Information given Start Marker

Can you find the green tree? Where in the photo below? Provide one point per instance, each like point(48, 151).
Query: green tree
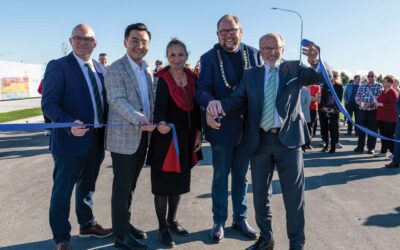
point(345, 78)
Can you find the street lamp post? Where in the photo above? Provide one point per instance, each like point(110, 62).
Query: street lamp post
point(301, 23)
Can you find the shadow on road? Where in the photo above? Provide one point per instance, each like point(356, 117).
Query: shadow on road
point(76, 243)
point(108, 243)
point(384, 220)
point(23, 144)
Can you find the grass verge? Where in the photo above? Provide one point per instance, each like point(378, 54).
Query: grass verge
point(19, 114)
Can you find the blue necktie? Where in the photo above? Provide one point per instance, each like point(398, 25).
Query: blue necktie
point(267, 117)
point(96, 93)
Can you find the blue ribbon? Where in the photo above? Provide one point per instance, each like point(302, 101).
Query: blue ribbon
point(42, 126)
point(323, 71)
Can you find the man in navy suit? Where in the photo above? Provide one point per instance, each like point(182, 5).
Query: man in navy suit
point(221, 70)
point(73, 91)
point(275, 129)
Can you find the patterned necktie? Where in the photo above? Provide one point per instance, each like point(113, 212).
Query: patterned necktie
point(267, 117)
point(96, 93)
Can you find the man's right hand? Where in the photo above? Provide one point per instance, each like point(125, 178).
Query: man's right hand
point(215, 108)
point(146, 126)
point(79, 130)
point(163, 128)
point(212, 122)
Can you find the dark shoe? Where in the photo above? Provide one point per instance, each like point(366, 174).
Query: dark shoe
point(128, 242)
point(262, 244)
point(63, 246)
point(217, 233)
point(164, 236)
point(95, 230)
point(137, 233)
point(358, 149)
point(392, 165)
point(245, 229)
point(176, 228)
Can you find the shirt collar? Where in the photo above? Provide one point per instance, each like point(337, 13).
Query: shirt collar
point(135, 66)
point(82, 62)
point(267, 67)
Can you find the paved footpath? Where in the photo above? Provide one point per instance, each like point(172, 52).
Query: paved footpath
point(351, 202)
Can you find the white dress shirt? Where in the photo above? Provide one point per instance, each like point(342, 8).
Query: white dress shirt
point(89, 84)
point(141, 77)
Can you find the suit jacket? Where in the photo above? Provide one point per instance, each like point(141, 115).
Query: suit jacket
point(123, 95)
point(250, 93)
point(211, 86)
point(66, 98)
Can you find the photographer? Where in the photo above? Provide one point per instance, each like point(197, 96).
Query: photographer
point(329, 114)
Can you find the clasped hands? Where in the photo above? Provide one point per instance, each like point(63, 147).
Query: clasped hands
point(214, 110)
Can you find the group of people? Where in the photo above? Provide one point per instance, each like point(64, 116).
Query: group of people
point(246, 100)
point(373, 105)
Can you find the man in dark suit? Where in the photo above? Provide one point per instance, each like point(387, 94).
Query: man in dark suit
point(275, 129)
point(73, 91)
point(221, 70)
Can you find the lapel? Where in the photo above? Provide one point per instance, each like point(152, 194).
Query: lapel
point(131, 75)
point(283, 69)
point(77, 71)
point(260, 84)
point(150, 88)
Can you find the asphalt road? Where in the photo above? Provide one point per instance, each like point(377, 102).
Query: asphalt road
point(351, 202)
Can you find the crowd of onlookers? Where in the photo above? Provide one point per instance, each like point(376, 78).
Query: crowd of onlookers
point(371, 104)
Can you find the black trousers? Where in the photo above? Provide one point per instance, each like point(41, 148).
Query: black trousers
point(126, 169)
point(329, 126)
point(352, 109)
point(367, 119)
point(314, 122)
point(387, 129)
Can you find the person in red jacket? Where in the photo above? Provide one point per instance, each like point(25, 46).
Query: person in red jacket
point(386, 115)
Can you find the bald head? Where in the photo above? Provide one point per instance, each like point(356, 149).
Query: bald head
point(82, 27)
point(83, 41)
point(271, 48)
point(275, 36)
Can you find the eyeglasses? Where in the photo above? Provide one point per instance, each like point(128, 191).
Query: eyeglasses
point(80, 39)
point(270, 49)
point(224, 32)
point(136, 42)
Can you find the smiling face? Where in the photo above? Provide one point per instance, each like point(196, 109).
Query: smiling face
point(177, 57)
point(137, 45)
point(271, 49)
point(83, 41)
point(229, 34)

Information given End Marker
Information given Start Marker

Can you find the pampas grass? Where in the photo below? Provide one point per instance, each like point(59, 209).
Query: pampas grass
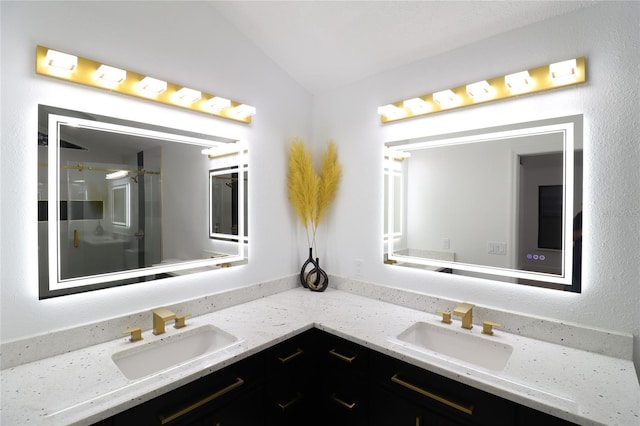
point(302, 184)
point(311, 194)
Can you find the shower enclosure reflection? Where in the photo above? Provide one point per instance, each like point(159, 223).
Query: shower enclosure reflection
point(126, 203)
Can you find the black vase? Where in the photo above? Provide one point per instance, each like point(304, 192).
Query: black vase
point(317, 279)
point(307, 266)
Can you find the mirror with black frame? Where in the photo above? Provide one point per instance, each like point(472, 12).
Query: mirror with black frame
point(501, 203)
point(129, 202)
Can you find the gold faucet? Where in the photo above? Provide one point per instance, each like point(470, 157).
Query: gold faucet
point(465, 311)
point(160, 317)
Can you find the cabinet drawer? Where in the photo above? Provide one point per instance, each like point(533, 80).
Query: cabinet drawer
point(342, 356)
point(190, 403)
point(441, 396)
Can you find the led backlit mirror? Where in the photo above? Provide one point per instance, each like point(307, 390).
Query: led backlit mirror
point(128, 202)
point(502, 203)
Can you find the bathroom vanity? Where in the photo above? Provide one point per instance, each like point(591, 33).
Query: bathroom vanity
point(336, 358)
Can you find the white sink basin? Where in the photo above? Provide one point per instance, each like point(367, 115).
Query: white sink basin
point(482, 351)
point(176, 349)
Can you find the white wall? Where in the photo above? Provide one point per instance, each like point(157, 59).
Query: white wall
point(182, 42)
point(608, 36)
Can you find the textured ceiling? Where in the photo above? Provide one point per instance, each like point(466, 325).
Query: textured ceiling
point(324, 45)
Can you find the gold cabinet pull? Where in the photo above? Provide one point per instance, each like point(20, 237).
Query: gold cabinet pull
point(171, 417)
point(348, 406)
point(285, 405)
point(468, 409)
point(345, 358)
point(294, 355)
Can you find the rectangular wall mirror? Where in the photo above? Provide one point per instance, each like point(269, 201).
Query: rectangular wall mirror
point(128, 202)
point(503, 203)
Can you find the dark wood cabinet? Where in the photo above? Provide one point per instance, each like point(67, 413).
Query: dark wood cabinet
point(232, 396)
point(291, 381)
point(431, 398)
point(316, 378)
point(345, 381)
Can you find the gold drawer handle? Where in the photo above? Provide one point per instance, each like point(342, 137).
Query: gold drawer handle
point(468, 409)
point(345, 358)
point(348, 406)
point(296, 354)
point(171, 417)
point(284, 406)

Information given End Marker

- What needs to be done
Your job is to return all lines above that hold the word "below".

- Result of this exercise
Can you find the green tree? Where in the photo below? Provide one point per instance, each like point(48, 151).
Can you find the pampas grass? Where in the photo below? Provide one point per instance, each like point(59, 209).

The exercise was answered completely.